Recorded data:
╔══

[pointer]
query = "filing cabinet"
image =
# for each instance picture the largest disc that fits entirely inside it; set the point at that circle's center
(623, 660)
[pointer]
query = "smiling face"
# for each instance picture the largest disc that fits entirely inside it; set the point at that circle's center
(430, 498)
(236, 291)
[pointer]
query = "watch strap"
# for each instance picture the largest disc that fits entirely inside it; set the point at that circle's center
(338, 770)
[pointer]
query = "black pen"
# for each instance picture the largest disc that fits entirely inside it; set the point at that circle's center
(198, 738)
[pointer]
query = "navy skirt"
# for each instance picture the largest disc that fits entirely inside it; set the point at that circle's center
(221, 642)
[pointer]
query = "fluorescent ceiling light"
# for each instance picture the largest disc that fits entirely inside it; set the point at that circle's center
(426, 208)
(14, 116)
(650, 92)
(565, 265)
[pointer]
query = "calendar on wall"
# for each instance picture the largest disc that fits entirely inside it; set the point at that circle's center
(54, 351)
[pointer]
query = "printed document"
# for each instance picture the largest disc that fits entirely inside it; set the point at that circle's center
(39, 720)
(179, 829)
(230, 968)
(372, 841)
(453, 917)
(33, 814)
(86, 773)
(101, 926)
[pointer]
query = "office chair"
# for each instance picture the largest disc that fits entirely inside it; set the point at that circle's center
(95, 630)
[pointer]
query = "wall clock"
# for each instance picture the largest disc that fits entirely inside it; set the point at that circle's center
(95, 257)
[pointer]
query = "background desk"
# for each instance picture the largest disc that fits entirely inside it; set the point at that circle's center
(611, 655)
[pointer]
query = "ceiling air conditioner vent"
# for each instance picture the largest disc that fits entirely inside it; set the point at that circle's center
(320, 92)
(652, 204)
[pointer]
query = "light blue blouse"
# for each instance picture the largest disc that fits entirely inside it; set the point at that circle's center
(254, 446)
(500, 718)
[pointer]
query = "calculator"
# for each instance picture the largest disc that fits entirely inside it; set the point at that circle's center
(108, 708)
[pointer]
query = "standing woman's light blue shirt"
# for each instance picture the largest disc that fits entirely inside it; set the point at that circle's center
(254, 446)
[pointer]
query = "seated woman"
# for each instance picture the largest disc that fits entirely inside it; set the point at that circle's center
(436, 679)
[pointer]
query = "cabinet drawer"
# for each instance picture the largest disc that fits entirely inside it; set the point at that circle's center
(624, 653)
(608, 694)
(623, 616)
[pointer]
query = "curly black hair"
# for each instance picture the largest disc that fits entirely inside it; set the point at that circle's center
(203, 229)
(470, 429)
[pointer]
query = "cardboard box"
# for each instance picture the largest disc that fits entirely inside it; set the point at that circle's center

╚══

EXERCISE: Can you pull out and copy every line of the records that contains the word "ceiling"?

THE REPLY:
query = "fluorescent ceiling light"
query = "ceiling air conditioner vent"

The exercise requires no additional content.